======== Entries supplied

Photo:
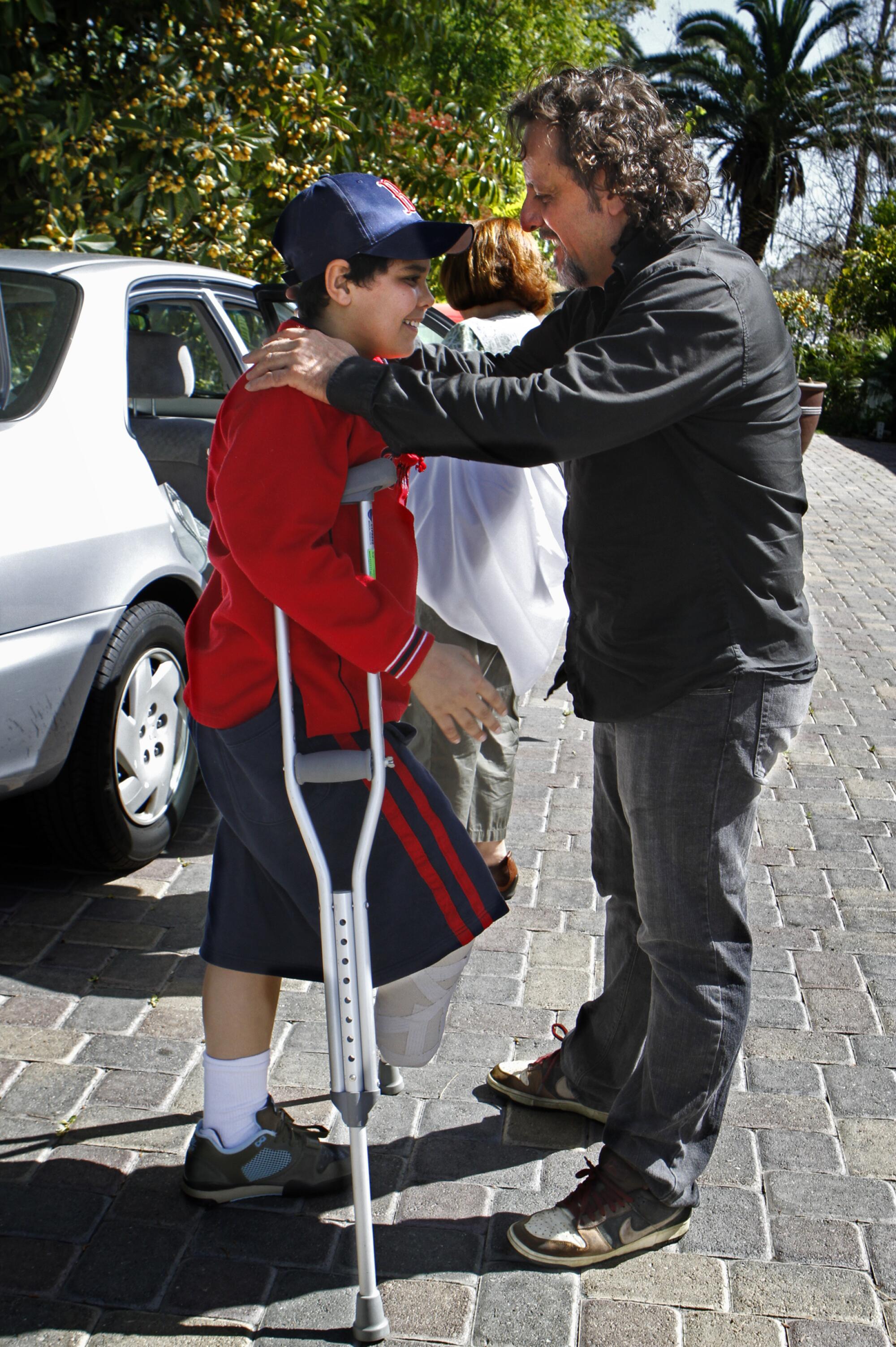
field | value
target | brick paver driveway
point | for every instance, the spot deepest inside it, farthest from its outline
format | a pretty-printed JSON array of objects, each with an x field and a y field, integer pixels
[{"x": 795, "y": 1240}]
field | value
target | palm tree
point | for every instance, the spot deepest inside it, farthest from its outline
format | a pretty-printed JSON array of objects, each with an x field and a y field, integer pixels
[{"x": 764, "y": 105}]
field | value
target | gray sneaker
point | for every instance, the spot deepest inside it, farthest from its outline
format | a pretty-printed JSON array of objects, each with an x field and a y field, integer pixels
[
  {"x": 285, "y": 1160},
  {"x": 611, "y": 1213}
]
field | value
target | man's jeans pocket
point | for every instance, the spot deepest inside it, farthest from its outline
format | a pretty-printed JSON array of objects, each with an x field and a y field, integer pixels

================

> Instructions to follow
Your answer should be every line from the material above in which the word "target" appears.

> Exercise solution
target | brick paver driveway
target | palm tree
target | gray sneaker
target | man's jeans pocket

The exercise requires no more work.